## Activity
The answer should contain each record below, repeated exactly.

## Stored data entries
--- START ---

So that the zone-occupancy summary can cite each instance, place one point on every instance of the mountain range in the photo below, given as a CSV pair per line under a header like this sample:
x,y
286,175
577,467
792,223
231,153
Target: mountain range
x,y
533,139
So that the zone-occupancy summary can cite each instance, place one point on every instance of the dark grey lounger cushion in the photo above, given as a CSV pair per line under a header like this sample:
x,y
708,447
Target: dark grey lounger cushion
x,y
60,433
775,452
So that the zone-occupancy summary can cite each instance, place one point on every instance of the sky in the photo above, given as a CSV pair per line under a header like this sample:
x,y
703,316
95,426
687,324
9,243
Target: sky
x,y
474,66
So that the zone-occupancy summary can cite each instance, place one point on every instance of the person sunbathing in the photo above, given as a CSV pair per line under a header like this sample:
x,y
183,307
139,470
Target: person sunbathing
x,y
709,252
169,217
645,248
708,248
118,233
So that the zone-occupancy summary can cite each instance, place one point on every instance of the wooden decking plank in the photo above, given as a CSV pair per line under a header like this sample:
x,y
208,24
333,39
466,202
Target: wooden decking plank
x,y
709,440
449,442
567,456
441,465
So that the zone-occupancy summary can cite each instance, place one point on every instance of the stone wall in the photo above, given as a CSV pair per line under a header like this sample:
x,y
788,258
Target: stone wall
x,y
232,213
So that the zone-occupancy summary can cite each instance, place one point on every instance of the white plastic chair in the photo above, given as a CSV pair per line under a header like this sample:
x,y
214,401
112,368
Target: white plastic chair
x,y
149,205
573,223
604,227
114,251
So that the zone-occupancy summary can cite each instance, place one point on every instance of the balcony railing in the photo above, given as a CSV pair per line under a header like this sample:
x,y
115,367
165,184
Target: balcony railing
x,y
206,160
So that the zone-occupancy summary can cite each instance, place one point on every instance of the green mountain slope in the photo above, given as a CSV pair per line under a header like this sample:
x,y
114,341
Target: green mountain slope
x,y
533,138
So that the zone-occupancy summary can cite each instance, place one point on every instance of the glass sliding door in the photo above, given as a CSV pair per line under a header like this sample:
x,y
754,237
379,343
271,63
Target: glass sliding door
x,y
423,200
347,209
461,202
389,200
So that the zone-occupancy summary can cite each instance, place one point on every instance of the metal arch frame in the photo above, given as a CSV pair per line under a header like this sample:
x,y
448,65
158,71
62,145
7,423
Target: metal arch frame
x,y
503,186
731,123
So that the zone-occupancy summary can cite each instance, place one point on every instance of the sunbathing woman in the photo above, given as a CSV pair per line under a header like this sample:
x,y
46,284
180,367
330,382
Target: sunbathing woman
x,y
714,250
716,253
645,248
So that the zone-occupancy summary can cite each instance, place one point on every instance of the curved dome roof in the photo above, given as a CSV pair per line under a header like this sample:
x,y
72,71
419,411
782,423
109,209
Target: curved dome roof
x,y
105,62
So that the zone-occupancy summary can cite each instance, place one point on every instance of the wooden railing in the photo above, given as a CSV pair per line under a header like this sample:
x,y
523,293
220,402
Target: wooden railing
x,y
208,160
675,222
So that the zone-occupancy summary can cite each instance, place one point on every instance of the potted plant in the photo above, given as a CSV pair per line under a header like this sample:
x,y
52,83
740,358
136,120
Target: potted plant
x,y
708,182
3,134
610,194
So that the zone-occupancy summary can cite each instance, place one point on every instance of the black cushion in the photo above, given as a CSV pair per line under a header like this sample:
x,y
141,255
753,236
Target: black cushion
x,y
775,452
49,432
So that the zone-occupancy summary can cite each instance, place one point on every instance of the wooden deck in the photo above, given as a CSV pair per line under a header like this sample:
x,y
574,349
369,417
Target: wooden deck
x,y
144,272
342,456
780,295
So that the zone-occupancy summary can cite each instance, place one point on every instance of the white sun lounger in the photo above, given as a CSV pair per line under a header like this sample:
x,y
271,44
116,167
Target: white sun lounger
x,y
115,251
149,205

--- END ---

## Answer section
So that the zone-occupancy summary can cite each instance, place one point on every instance of the mountain range in the photo below, given as a CSV pair per line under a header like this sample:
x,y
286,175
577,467
792,223
231,153
Target: mountain range
x,y
533,139
So that the zone-occupancy summary can cite each instance, place one point on every instance of the dark grey lounger cushion in the photo above, given as a CSV pair per line under a header like this sample:
x,y
708,447
Target: dark grey lounger cushion
x,y
60,433
775,452
So that the zone-occupancy summary can cite each instance, place one point on every instance of the sky in the photo above, given as a CSV pair per line under a header like this sample:
x,y
703,316
95,426
687,324
9,243
Target: sky
x,y
474,66
So that the zone-occupancy summary can cite each instance, place one point on every instance of the person sunbathing in the photo above, given as a CSV pair per line under a header like this sample:
x,y
183,307
139,470
Target: person sunbathing
x,y
709,252
169,217
645,248
708,248
118,233
So that the zone-occupancy summary can cite each instance, place one point on every instance of the wooden decking plank in the photo above, given as a CSV pair per line under a header like this sample:
x,y
208,24
333,39
466,202
Target: wooden decking plank
x,y
709,440
449,442
567,456
441,465
So that the zone-occupancy summary can cite each instance, place one point on every instance of the stone wall in the photo above, given as a CSV pair per line under a header like this sample:
x,y
788,258
Target: stone wall
x,y
232,213
So that the zone-occupancy summary can cite each instance, place one point on every instance of the white plastic chair in the photo above, given as a CSV pair per line under a header like this sample:
x,y
214,401
112,368
Target: white plastic chair
x,y
149,205
573,223
604,227
114,251
So that the zone-occupancy summary can cite each instance, place one point on every instance of the balcony railing in the photo above, given as a CSV pair per line under a header like this sample:
x,y
115,367
165,184
Target: balcony railing
x,y
206,160
So that the zone-occupancy summary can cite each instance, place one point on every instance of the green mountain slope in the photo above, given as a CSV pair per line under a header like this sample:
x,y
114,341
Target: green mountain slope
x,y
533,138
So that the zone-occupancy summary can cite each instance, place one point on every instance of the glass sliding door in the photo above, given as a CSV pair per line under a header like this sample:
x,y
754,237
379,343
271,63
Target: glass sliding door
x,y
423,200
347,209
461,202
389,200
So that the zone-occupancy summary can cite each instance, place one point on every instance of the metal arch frame in the photo above, given as a CSV pair per line under a header like this sample:
x,y
448,65
158,71
62,145
7,423
Target: metal arch frame
x,y
503,186
731,123
So that the zone-occupancy summary can cite each instance, place one point on every instance of the sunbathing woman in the photo above, given as a CSV pair per line under a header like this sample:
x,y
46,284
180,367
330,382
Target: sunbathing woman
x,y
714,250
716,253
645,248
So that the zone-occupancy summary can cite each instance, place one point on every instance of the curved dome roof in the photo above, given as a CSV pair per line under a header like this sample:
x,y
72,71
419,411
782,423
109,209
Target: curved dome roof
x,y
105,62
So that the zone-occupancy summary can cite each instance, place one point on every instance of the wooden railing in the photo above, given as a CSV pair per line under a header like this sample:
x,y
523,293
220,402
Target: wooden railing
x,y
208,160
675,222
So that the zone-occupancy summary can cite each instance, place one point on every instance of the potted plant in the photo above, given as a CSV pair per line under a header like this sample:
x,y
52,83
740,358
136,120
Target: potted plant
x,y
708,182
3,134
610,194
So that the zone-occupancy summary can cite each instance, place one point on every instance of the black cushion in the photo above, given as a CSV pair per line under a header like this sample:
x,y
141,255
753,236
Target: black cushion
x,y
775,452
49,432
So that the zone-occupancy summary can cite each instance, place one point on every instance of the wooden deck in the photo above, given as a CSV pair per line under a header like this sample:
x,y
574,349
369,417
Target: wooden deck
x,y
144,272
342,456
780,295
So that the zone-occupancy summary can cite each instance, place one point on every instance of the white sun lounger in the photo above, given as a CSV pair per line under a header like this sample:
x,y
271,44
116,167
Target: white sun lounger
x,y
115,251
149,205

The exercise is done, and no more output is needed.